[Voci di annotazione delle coordinate]
══════
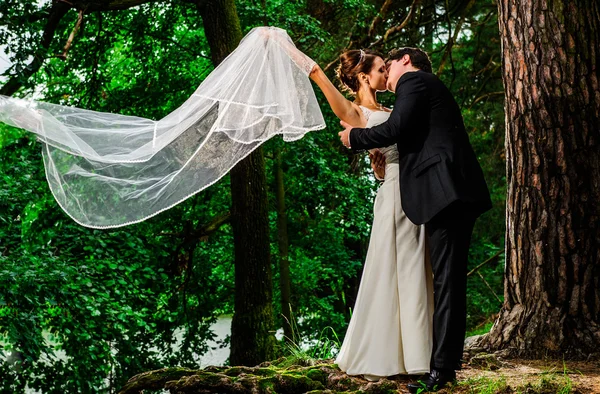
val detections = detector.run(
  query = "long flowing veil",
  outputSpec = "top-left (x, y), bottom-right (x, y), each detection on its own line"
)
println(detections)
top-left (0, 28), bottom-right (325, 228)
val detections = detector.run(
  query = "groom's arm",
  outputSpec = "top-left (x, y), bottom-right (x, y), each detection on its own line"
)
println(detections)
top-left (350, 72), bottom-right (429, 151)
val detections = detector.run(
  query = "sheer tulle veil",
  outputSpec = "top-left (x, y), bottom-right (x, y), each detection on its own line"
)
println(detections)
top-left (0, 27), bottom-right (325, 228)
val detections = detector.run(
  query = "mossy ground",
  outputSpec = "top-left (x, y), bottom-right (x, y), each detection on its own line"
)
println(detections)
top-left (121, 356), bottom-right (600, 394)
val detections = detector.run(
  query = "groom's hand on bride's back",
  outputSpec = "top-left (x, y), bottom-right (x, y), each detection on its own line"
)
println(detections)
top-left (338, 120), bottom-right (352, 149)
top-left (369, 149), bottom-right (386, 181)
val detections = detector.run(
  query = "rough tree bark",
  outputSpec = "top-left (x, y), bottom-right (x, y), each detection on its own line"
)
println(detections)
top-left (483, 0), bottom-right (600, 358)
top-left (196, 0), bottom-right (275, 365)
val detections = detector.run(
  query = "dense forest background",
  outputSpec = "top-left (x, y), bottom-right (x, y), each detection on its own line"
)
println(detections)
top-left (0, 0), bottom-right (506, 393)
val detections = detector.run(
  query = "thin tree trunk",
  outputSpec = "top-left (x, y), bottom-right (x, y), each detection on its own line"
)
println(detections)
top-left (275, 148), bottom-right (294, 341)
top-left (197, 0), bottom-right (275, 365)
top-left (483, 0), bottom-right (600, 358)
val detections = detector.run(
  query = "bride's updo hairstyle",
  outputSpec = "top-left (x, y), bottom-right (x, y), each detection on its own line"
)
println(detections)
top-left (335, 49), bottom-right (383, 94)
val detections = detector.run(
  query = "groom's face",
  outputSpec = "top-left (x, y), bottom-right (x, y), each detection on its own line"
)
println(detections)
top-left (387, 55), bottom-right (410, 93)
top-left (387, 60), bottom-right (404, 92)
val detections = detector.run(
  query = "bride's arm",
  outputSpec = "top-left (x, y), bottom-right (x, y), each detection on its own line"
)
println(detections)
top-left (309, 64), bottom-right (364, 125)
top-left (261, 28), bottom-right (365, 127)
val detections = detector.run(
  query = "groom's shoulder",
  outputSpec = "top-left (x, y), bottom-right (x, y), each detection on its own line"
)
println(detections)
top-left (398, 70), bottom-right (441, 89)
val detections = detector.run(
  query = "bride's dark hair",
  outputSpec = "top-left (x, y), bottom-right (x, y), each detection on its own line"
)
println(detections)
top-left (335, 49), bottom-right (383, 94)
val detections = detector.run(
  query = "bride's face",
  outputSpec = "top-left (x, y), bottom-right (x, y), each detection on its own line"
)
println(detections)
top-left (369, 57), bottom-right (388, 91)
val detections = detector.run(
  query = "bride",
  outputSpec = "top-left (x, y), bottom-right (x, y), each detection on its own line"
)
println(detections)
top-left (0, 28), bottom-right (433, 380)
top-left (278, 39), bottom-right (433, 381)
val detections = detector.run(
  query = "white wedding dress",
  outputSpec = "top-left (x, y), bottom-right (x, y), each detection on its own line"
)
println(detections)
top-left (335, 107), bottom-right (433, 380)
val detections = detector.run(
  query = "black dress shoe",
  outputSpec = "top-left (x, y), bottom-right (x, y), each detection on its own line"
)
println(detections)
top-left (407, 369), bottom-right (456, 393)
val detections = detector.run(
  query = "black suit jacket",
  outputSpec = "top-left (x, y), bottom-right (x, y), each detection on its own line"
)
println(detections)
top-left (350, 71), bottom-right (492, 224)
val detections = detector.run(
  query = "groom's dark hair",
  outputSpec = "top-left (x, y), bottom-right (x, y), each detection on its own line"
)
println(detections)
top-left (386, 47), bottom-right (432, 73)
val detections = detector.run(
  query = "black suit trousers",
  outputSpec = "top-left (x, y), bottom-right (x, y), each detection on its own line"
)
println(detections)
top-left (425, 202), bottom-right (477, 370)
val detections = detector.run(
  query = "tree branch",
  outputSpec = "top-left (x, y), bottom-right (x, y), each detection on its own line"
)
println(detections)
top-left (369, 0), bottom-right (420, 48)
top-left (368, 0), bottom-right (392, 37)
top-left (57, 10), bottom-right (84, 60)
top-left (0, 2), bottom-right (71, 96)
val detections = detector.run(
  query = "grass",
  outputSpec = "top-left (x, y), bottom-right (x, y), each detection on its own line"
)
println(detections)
══════
◆ Lavoro da svolgere: Estrai tutte le righe dei dati riportati sopra e trascrivile identiche, senza cambiare nulla. Lascia fuori le immagini dalla risposta.

◆ In risposta:
val detections = detector.run(
  query = "long flowing veil",
  outputSpec = "top-left (x, y), bottom-right (x, y), each detection on its own line"
)
println(detections)
top-left (0, 28), bottom-right (325, 228)
val detections = detector.run(
  query = "groom's arm",
  outputSpec = "top-left (x, y), bottom-right (x, y), each detection on its own line"
)
println(detections)
top-left (350, 72), bottom-right (429, 151)
val detections = detector.run(
  query = "sheer tulle veil",
  outputSpec = "top-left (x, y), bottom-right (x, y), each detection on its own line"
)
println(detections)
top-left (0, 27), bottom-right (325, 228)
val detections = detector.run(
  query = "mossy ground",
  outputSpec = "top-left (x, y), bottom-right (x, y), each detection on its own line"
)
println(detections)
top-left (121, 356), bottom-right (600, 394)
val detections = detector.run(
  query = "groom's hand on bride's back",
  outputSpec = "top-left (x, y), bottom-right (x, y), each detection on its own line"
)
println(detections)
top-left (338, 120), bottom-right (352, 149)
top-left (369, 149), bottom-right (386, 181)
val detections = detector.run(
  query = "rough tree bark",
  outputSpec = "top-left (x, y), bottom-right (x, y), each detection on its own line"
)
println(detections)
top-left (483, 0), bottom-right (600, 358)
top-left (196, 0), bottom-right (275, 365)
val detections = detector.run(
  query = "dense forest background",
  outputSpec = "top-left (x, y), bottom-right (x, y), each detection on its own line"
)
println(detections)
top-left (0, 0), bottom-right (506, 393)
val detections = detector.run(
  query = "thin tree trunk",
  outputSpec = "top-left (x, y), bottom-right (x, y), each detection on its own line"
)
println(detections)
top-left (275, 148), bottom-right (294, 341)
top-left (197, 0), bottom-right (275, 365)
top-left (483, 0), bottom-right (600, 358)
val detections = detector.run(
  query = "bride's updo hairstyle",
  outputSpec = "top-left (x, y), bottom-right (x, y), each detection on its own line"
)
println(detections)
top-left (335, 49), bottom-right (383, 94)
val detections = detector.run(
  query = "groom's face",
  outputSpec = "top-left (x, y), bottom-right (x, y), each detection on its own line"
)
println(detections)
top-left (387, 55), bottom-right (410, 93)
top-left (387, 60), bottom-right (404, 92)
val detections = detector.run(
  query = "bride's arm",
  outputSpec = "top-left (x, y), bottom-right (x, y), each detection on its own line"
)
println(detections)
top-left (309, 64), bottom-right (364, 125)
top-left (261, 28), bottom-right (365, 127)
val detections = detector.run(
  query = "groom's shoulder",
  outputSpec = "top-left (x, y), bottom-right (x, y), each detection on its own line"
)
println(detections)
top-left (398, 70), bottom-right (441, 89)
val detections = detector.run(
  query = "bride's dark hair",
  outputSpec = "top-left (x, y), bottom-right (x, y), each detection on its own line"
)
println(detections)
top-left (335, 49), bottom-right (383, 94)
val detections = detector.run(
  query = "bride's face",
  outputSpec = "top-left (x, y), bottom-right (x, y), each detection on its own line"
)
println(detections)
top-left (369, 57), bottom-right (388, 91)
val detections = detector.run(
  query = "bride",
  outputSpec = "top-left (x, y), bottom-right (x, y), each detection on its own line"
)
println(detections)
top-left (0, 28), bottom-right (433, 380)
top-left (278, 39), bottom-right (433, 381)
val detections = detector.run(
  query = "white wedding dress",
  outputSpec = "top-left (x, y), bottom-right (x, y), each detection on its own line"
)
println(detections)
top-left (335, 107), bottom-right (433, 380)
val detections = detector.run(
  query = "black dress shoe",
  outputSpec = "top-left (x, y), bottom-right (x, y), each detection on its own line"
)
println(detections)
top-left (407, 369), bottom-right (456, 393)
val detections = detector.run(
  query = "black suit jacket",
  outputSpec = "top-left (x, y), bottom-right (x, y), each detection on its own line"
)
println(detections)
top-left (350, 71), bottom-right (492, 224)
val detections = detector.run(
  query = "groom's dark hair",
  outputSpec = "top-left (x, y), bottom-right (x, y), each detection on its own line"
)
println(detections)
top-left (386, 47), bottom-right (432, 73)
val detections = detector.run(
  query = "black suit trousers",
  outputSpec = "top-left (x, y), bottom-right (x, y), each detection on its own line"
)
println(detections)
top-left (425, 202), bottom-right (477, 370)
val detections = detector.run(
  query = "tree branch",
  outputSpec = "top-left (x, y), bottom-right (x, y), each detection on its own line"
)
println(detections)
top-left (369, 0), bottom-right (420, 48)
top-left (368, 0), bottom-right (392, 37)
top-left (57, 10), bottom-right (84, 60)
top-left (0, 2), bottom-right (71, 96)
val detections = detector.run(
  query = "grass",
  outputSpec = "top-left (x, y), bottom-right (x, y), each detection on its own line"
)
println(detections)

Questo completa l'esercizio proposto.